## Exercise set
1) Reproduce verbatim the portion of the forum thread on satellite audits between "I don’t think" and "won’t log it.", inclusive.
2) Render the following sentence from the forum thread on satellite audits into French: "I don’t think I’ve ever seen a cancelled GET_AUDIT."
3) Write the next part of the forum thread on satellite audits and node scores, picking up after its final sentence.

## Provided passage
········

I don’t know how the satellite takes those into account for disqualification but it would certainly ring an alarm bell for the SNO if suddenly the rate of broken transfers suddenly jumps.

Alexey · August 16, 2021, 7:15am

canceled downloads for GET_AUDIT treated as not succeed, the node will be put into the containment mode and would be asked for the same piece two more times. If they would not be succeed too - the audit will be accounted as failed.

BrightSilence · August 16, 2021, 7:40am

Canceled is a result line, so those are taken into account. Though you may be using an old version of the script as they aren’t listed in your results. Get the latest one here: Success rate script - Now updated for new delete terminology since v1.29.3

I don’t think I’ve ever seen a cancelled GET_AUDIT. So I think @jammerdan was talking about normal uploads and downloads. In which case they don’t count against your score. The satellite isn’t even really aware of those as they are direct transfers between uplink and node. They may still be an early indication of trouble though. The satellite only uses audits (and I believe now also repair) to determine your nodes score and it doesn’t give up on those for a long time. So that by the time it does, I think you can be pretty sure your node is actually unresponsive and also won’t log it.

········

## Dataset content
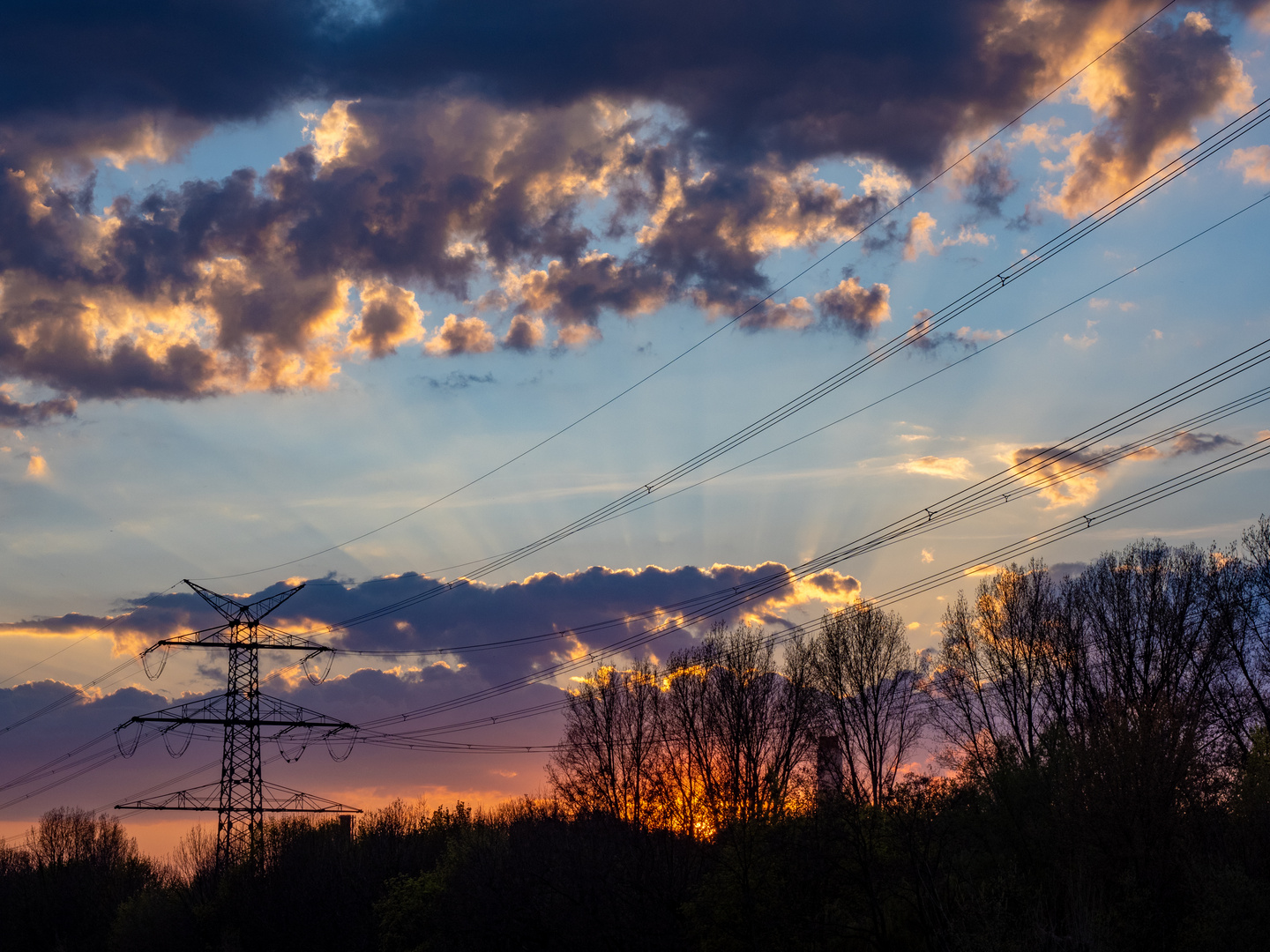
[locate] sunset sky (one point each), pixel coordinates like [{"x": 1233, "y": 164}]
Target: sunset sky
[{"x": 274, "y": 277}]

········

## Answers for the tasks
1)
I don’t think I’ve ever seen a cancelled GET_AUDIT. So I think @jammerdan was talking about normal uploads and downloads. In which case they don’t count against your score. The satellite isn’t even really aware of those as they are direct transfers between uplink and node. They may still be an early indication of trouble though. The satellite only uses audits (and I believe now also repair) to determine your nodes score and it doesn’t give up on those for a long time. So that by the time it does, I think you can be pretty sure your node is actually unresponsive and also won’t log it.

2) Je ne pense pas avoir jamais vu un GET_AUDIT annulé.

3)
jammerdan · August 16, 2021, 8:07am

You are right, the new version shows the cancellations as well.

I am starting to think, that this script could become really helpful to detect problems before disqualification.
Now when you are saying there might be no logging in an unresponsive state, could the script detect such condition? Like when time between log entries grows and to report that as well?

If a node would be running a script like this every 10 minutes and would compare the results against predefined values or previous results, it might help to get early indication if something is wrong. Based on that the SNOs could be warned of even automated actions could be applied like taking the node offline.

BrightSilence · August 16, 2021, 8:10am

I mean, that would be a completely different script, but I suppose something like that could be built. Question is, if the node is unresponsive… what makes you think that script would still work? It has to read rather massive log files, so if there is an IO issue, that would definitely not work either.

Alexey · August 16, 2021, 8:30am

That’s the most difficult question. I have no suggestions, how to make hanging node shutdown itself, if it’s functioning only partially. More like there are lacks even in syslog.
I meet such a problem after general protection fault on Ubuntu system. The system were “working”, but it constantly print the panic log on the screen. And only option was to reset it.